[Data entries]
======

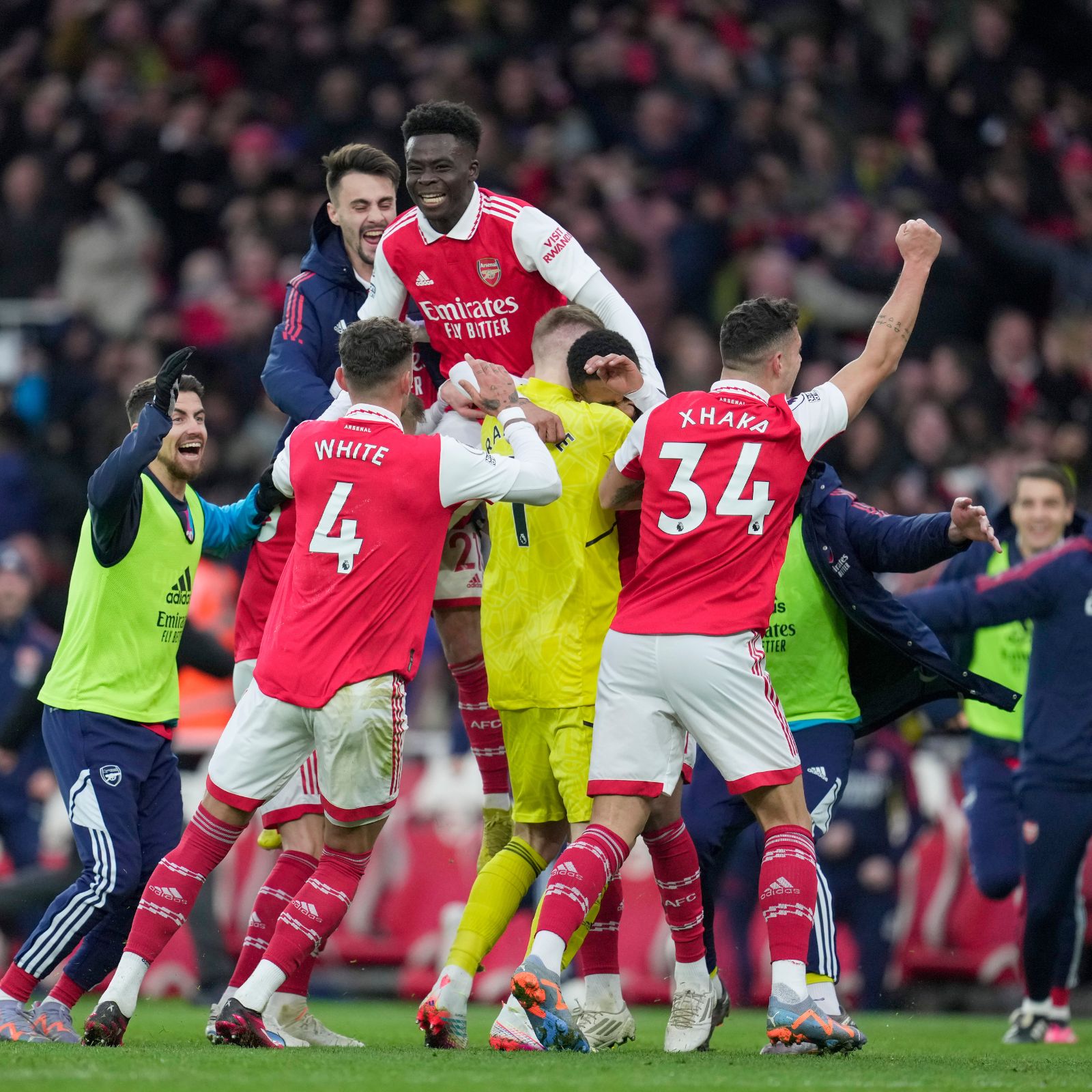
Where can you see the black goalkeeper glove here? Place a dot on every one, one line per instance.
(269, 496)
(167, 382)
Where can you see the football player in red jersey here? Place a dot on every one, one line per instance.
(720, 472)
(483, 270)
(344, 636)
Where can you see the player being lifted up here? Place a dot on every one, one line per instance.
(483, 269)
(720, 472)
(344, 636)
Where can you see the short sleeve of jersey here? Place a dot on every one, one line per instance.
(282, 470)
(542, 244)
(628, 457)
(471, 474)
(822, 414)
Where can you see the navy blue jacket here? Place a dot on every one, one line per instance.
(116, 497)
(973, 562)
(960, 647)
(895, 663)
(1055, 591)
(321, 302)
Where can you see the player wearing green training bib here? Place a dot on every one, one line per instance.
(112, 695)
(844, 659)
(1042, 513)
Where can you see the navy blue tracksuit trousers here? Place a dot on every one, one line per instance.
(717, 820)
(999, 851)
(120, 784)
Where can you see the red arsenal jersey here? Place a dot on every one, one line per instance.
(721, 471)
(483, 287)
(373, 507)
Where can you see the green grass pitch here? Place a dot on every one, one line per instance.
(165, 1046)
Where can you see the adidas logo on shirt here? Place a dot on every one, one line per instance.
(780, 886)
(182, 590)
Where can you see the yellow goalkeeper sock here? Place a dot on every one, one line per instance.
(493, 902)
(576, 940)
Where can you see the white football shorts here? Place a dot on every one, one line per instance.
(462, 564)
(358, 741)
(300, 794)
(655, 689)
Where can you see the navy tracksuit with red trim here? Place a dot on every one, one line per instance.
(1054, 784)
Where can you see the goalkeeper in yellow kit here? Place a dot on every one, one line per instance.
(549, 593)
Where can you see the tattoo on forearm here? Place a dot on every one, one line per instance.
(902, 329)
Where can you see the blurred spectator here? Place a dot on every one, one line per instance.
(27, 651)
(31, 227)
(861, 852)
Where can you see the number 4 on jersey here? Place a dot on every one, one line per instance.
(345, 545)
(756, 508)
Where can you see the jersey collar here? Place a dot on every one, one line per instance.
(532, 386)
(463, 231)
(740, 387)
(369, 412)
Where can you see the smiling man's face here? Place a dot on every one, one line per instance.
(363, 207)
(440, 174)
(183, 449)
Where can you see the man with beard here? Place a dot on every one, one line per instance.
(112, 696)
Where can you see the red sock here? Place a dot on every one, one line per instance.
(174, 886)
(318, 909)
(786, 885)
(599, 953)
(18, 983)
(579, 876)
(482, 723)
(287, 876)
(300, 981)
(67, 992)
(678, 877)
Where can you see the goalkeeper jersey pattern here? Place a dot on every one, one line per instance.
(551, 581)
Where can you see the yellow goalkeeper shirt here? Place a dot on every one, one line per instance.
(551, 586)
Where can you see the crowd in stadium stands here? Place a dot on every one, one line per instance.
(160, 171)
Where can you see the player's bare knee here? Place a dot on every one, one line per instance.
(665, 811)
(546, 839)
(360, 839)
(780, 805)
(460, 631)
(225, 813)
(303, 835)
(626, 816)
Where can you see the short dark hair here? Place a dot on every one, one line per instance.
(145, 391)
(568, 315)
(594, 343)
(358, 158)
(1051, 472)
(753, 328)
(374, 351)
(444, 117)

======

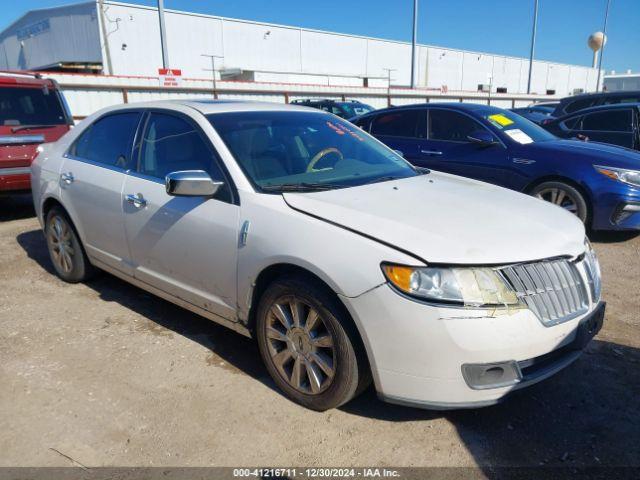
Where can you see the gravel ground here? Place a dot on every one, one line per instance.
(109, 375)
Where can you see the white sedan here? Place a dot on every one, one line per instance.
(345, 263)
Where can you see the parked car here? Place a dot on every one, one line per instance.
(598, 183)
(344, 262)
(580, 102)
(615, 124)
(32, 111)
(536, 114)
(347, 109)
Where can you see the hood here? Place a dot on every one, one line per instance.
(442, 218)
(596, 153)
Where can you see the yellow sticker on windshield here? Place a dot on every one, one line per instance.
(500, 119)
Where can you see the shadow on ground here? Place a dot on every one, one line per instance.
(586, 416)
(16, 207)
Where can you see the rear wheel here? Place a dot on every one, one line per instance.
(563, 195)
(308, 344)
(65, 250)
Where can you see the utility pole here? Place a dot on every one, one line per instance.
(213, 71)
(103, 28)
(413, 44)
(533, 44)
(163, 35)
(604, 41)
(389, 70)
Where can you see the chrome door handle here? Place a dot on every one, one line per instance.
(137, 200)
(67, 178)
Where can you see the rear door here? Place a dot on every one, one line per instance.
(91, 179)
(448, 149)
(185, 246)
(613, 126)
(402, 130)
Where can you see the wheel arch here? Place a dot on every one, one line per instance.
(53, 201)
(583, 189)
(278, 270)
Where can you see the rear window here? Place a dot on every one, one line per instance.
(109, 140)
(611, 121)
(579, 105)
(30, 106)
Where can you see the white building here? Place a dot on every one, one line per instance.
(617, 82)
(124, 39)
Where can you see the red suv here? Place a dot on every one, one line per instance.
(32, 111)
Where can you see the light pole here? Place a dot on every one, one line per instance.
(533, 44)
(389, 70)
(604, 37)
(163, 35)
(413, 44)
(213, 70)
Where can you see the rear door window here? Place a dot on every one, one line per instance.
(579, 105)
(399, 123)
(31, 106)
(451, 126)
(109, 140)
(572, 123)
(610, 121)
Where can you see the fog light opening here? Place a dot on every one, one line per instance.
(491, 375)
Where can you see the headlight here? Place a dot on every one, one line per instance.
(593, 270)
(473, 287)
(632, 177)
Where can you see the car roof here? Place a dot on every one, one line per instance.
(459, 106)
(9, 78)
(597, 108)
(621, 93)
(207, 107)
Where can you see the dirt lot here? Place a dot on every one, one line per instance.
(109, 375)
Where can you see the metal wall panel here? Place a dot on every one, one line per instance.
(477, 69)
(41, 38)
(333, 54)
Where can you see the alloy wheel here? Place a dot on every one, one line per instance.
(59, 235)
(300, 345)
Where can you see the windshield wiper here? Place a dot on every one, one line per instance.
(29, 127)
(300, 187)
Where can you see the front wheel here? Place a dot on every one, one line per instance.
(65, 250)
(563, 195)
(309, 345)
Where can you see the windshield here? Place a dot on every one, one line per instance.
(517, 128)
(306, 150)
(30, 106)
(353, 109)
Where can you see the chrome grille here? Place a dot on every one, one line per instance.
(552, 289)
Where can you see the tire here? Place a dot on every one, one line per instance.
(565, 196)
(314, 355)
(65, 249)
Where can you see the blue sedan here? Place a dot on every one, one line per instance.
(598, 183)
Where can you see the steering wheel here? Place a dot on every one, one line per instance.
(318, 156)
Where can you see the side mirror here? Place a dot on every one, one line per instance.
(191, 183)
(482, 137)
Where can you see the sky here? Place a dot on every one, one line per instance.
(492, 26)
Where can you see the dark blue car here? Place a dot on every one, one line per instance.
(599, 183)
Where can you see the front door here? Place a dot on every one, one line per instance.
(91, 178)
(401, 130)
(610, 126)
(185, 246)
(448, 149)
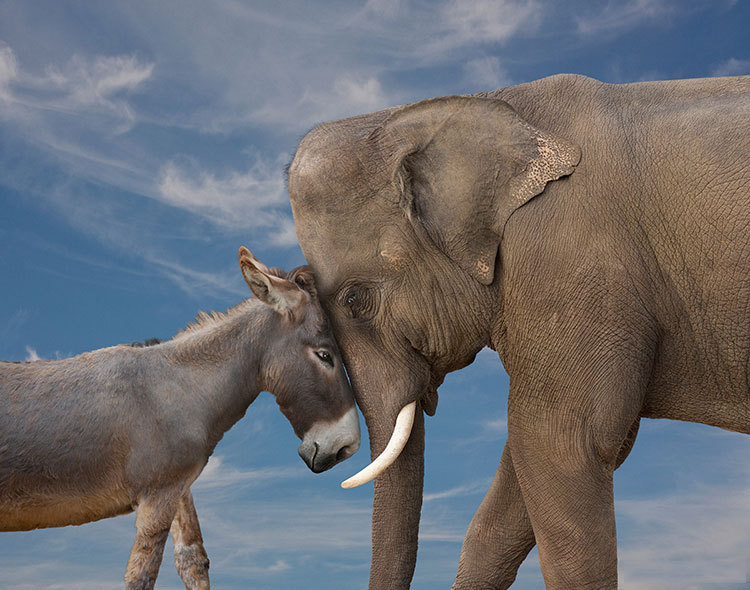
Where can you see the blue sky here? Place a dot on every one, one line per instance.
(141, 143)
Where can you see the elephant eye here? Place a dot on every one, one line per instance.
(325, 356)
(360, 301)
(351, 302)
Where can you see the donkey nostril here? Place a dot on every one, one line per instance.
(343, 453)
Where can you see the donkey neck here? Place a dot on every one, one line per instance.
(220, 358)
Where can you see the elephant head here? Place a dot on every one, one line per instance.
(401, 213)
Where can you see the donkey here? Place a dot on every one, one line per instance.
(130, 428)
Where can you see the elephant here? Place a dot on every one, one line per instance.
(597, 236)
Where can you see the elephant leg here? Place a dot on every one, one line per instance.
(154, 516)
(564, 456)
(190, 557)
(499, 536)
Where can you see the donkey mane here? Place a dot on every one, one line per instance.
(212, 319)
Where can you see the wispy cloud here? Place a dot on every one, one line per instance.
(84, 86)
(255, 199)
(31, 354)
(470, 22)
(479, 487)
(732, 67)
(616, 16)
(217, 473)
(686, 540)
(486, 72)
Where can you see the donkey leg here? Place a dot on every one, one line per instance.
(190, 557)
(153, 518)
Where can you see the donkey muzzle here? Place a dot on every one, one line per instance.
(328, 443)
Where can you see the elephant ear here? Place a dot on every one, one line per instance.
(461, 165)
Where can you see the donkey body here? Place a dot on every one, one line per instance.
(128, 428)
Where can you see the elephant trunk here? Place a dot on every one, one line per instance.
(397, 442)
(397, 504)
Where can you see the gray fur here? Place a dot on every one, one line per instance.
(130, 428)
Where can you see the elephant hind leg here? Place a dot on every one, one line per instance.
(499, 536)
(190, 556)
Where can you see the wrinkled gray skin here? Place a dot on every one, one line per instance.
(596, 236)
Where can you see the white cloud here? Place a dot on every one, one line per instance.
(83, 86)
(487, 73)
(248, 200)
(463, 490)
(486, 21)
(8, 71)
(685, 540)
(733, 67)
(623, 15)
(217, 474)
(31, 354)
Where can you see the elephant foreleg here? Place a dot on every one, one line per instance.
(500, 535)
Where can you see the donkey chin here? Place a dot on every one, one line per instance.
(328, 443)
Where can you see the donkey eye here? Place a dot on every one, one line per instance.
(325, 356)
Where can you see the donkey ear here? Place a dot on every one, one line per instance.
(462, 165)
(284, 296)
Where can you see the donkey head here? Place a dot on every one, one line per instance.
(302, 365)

======

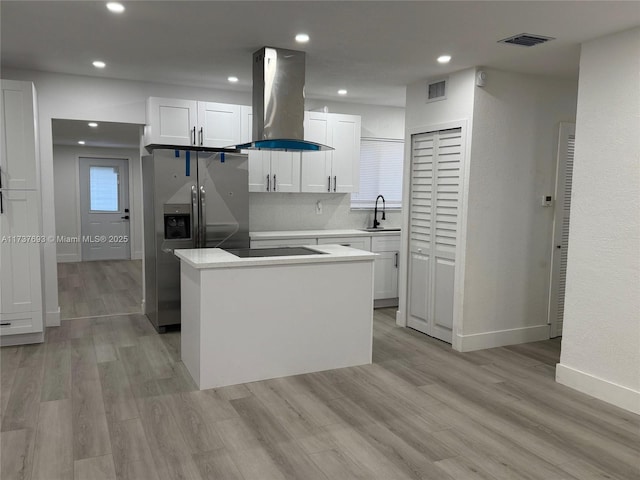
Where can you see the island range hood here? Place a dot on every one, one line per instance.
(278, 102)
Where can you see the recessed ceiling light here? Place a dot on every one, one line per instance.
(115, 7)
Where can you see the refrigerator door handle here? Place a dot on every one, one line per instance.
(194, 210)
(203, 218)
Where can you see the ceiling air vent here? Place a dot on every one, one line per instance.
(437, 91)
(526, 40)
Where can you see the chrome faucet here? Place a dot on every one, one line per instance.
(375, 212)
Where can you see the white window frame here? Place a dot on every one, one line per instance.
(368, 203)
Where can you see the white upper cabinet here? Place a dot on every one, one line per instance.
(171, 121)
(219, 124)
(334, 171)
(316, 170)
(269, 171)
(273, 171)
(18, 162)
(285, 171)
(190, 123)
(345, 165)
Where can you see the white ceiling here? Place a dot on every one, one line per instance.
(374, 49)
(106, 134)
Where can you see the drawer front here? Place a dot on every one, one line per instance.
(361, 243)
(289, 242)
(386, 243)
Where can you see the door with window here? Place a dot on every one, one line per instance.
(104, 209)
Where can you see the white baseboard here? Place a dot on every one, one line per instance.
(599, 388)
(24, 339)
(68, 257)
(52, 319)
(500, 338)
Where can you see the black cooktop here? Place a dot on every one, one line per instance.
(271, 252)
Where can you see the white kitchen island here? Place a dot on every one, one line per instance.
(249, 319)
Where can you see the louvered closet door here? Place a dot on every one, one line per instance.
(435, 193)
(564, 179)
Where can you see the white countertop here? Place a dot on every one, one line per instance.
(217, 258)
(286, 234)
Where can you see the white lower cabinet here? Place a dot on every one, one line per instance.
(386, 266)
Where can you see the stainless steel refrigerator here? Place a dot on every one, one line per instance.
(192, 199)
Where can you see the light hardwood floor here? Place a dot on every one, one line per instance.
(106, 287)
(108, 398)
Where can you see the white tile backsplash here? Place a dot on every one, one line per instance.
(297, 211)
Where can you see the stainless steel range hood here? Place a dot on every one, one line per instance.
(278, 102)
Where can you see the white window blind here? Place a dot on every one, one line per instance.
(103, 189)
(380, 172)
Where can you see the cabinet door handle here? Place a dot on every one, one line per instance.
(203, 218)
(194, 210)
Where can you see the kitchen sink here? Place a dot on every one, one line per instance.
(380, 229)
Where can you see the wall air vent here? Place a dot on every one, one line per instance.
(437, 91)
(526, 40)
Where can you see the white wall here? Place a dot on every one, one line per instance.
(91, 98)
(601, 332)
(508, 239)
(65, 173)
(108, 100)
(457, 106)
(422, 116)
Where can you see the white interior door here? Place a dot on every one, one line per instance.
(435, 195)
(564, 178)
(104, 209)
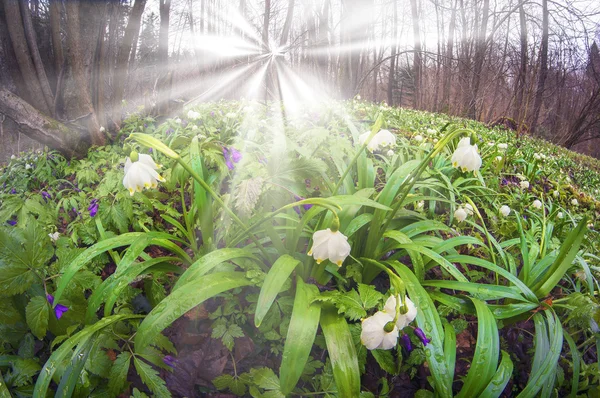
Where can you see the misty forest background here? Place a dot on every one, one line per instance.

======

- _Task item_
Only the lines above starting with the line with "Where can you see the kitchen" and going on through the line with "Where can you see the misty" belong in the answer; repeat them exactly, minus any picture.

- _Exercise output_
Where can you see the kitchen sink here? Place a dot on every one, one line per instance.
(380, 229)
Where can you see the wall air vent here? Place a dot on every one, one line per instance.
(437, 91)
(526, 40)
Where can you see the white wall here? Place a dot on every one, one line per instance.
(91, 98)
(601, 332)
(508, 239)
(65, 173)
(108, 100)
(457, 106)
(422, 116)
Where can you see the white interior door here? Place a dot on every one, one line per instance.
(435, 195)
(564, 178)
(104, 209)
Where can you see the misty forest background here? Place a dot on every one, one line per instance.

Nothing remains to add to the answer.